What is required:
All pictures are to be dropped, and the remaining data set down exactly.

################

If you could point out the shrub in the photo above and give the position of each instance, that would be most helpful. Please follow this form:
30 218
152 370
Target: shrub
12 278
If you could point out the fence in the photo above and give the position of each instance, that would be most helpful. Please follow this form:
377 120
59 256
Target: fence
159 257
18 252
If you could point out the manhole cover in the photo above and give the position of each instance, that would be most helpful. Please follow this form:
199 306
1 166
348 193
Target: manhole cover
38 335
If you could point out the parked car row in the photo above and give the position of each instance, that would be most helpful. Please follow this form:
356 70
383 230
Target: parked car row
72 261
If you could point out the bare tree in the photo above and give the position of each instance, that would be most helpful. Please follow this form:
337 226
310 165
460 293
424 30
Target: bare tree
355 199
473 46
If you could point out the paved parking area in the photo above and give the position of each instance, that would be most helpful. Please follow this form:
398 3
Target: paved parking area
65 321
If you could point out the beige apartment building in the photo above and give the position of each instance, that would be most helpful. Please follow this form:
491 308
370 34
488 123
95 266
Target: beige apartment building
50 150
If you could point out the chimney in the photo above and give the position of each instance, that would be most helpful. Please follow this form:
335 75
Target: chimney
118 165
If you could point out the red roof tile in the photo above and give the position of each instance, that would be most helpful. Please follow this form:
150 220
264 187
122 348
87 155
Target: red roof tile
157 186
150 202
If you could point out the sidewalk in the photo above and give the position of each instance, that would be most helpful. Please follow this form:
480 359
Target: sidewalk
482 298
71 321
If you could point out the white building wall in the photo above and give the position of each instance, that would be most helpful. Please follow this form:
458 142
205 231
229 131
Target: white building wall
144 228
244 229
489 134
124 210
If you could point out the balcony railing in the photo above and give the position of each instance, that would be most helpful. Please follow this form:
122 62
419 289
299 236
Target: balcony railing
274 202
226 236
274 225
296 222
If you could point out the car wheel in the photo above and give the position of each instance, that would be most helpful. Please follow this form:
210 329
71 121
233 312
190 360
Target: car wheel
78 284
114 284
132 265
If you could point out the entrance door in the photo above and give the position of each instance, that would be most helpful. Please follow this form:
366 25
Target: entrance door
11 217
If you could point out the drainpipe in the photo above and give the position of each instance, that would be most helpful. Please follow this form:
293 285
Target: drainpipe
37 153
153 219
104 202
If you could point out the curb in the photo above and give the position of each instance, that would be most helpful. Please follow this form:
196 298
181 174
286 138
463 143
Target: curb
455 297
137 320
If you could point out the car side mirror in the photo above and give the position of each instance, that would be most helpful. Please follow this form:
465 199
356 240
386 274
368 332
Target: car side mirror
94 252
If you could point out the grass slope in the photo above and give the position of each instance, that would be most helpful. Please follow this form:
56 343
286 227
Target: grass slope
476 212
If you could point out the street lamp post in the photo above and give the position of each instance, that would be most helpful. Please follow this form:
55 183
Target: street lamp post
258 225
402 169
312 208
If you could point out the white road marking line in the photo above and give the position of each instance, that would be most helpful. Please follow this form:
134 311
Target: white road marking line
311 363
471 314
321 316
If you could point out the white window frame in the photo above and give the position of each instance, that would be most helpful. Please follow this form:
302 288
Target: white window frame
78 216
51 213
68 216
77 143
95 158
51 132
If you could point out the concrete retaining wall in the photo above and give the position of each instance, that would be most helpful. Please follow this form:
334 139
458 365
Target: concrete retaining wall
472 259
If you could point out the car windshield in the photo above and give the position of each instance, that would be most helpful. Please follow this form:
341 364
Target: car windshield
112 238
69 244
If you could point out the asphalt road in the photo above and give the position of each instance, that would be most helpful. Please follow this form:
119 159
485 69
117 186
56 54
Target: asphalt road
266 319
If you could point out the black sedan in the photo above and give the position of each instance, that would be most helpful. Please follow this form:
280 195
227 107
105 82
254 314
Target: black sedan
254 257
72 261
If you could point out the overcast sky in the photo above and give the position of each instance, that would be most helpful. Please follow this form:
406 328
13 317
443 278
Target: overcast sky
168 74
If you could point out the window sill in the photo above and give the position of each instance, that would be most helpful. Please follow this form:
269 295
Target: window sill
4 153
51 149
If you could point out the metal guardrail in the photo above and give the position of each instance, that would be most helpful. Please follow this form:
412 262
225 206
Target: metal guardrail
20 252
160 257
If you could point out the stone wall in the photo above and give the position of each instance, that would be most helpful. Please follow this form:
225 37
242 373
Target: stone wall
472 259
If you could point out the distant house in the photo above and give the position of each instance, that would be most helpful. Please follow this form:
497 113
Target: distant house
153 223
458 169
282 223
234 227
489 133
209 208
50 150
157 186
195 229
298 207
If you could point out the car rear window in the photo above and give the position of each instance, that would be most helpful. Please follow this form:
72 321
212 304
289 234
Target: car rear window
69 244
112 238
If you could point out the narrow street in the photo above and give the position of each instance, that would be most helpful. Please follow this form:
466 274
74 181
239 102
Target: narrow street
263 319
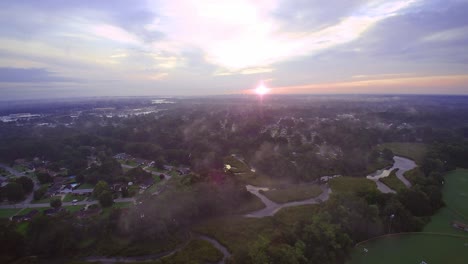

################

Written reply:
If you could point out the shrub in the photo above and give the position of each instance, that would be most helpful. Please follow this form:
30 218
152 370
Target: shrub
12 278
If you could point out the fence in the photo above and give the position of each instance, that would be most helpful. Please follow this form:
377 120
59 256
Target: fence
159 257
18 252
If you could point out the manhole cover in the photo above and give the position of each instance, that would be most helpful. Please follow this form:
199 306
1 166
348 193
Target: manhole cover
38 335
If you could point out the parked car row in the photo above and give the position of each instance, that would be most helpful. Please follow this form:
356 70
383 230
Target: parked car row
72 261
If you could point out the bare tree in the photo above and give the position of each instance, that would be most helpful. Please follow this form:
337 226
310 165
460 293
424 30
Target: bare tree
355 199
473 46
If you could point out the paved parking area in the photo above and give the position of each instance, that would be most helpful. Please follow this form:
398 3
Target: paved parking area
65 321
If you could point out the beige apartment building in the photo above and give the position of each instance, that would be most helpful. Please follow this form:
491 308
370 34
488 123
95 266
Target: beige apartment building
50 150
If you could point out the chimney in the photo above and give the position of each instance, that would be most helpful. Please follow this form:
335 75
Target: chimney
118 165
If you could point out the red roof tile in the photo above and give the position of each instance, that would be most helpful. Please follow this form:
150 220
264 187
122 348
87 155
Target: red roof tile
157 186
150 202
If you could point out the sidewalk in the photo above and give the position of each instance, that would be most helpful. Please follow this form:
480 359
Target: sidewalk
482 298
71 321
If you could point out the white building wall in the photo above and give the position of each instance, that would be most helpful. Please follow this form:
458 142
205 231
229 131
Target: white building wall
144 228
244 229
489 134
124 210
If you could point out the balcony railing in the photo above and give the position of each instance, that would be most helpful. Please follow this form:
122 62
419 289
299 236
Target: balcony railing
274 202
226 236
274 225
296 222
If you could point out the car wheel in the photo above and give the position of each instance, that would be most helpful. Please follow this form:
210 329
71 121
233 312
190 360
Target: car wheel
78 284
114 284
132 265
If you could point out the entrance door in the photo above and give the position of each instance, that would be most helpful. Please follow this form:
366 25
Target: entrance door
11 217
If you could point out the drainpipe in the photo above and give the position of each instance, that would be most helpful. Please follow this form:
293 285
Target: drainpipe
37 153
153 219
104 202
If you could point out the curb in the photo above and give the position of each instance, that would be most helpful. Please follow this form:
196 298
181 174
286 138
463 143
Target: curb
455 297
137 320
If you could point out the car side mirror in the photo above and give the position of each instance, that would be most helpful. Please follow this form:
465 199
356 240
386 274
368 332
Target: car side mirror
94 252
If you could point out the grass slope in the photo above and give the position of each instance, that would be most helpful. Please follow this form:
56 343
286 227
Target: grass slope
476 212
If you could point out the street lamp post in the photo above and give the position of each instance, that would be most helpful. Please follow this form:
55 183
Target: street lamp post
258 225
402 169
312 208
If you could point out the white road marking line in the photo above and give the position of each instance, that would be most helpful. Please follow this form:
134 311
Target: white road marking line
311 363
471 314
321 316
If you could point out the white window frame in the photo above and give the position of each instance, that would be most helpful. Please follow this form:
302 288
Target: white window frame
78 216
51 213
68 216
77 143
95 158
51 132
If you could point out the concrete retaining wall in the photo above and give the position of each instance, that would be most helpful. Please follow this form:
334 139
458 365
Target: concrete retaining wall
472 259
If you could point out the car windshield in the photo above and give the position of each instance, that would be most helpful. Please follow this form:
341 364
Target: car windshield
112 238
69 244
If you could point out the asphalt road in the photo above and give the position of each instance, that would be most helpful. Please follow this form:
119 159
485 69
117 186
56 54
Target: asphalt road
266 319
If you could point out the black sedan in the photo above and give the position of each instance, that would be most helpful. Please follow this form:
280 195
227 107
105 82
254 314
Target: black sedan
254 257
72 261
If you could point out the overcast sky in the photo above and give the position of each instance, that would be most helpful. Please follow this form:
406 328
13 317
443 278
Target: overcast sky
168 74
If you could point out the window sill in the photo above and give the position of each instance, that would be most helpful. Please follow this form:
269 295
Target: window sill
4 153
51 149
If you could point out the metal guardrail in the photo above and give the position of each instance, that would be most helpful. Please follow this form:
412 262
225 206
Target: metal guardrail
20 252
160 257
If you could point out the stone wall in the photo above and give the position of each instance, that would be most helpful. Please follow this form:
225 37
242 373
Target: stone wall
472 259
If you could point out the distant house in the photo above and give the position of each instance, that would be most helpful. Please follow this form:
497 113
Target: distant house
153 223
458 169
282 223
234 227
489 133
209 208
50 150
157 186
195 229
298 207
If you could point out the car rear window in the photo above and give the position of each instance, that would be most helpful. Please follow this form:
72 321
212 304
289 234
Target: car rear window
69 244
112 238
If you could point out the narrow street in the photo above and give the position of each instance, that would be most helpful. Please follow this form:
466 274
74 181
239 102
Target: narrow street
263 319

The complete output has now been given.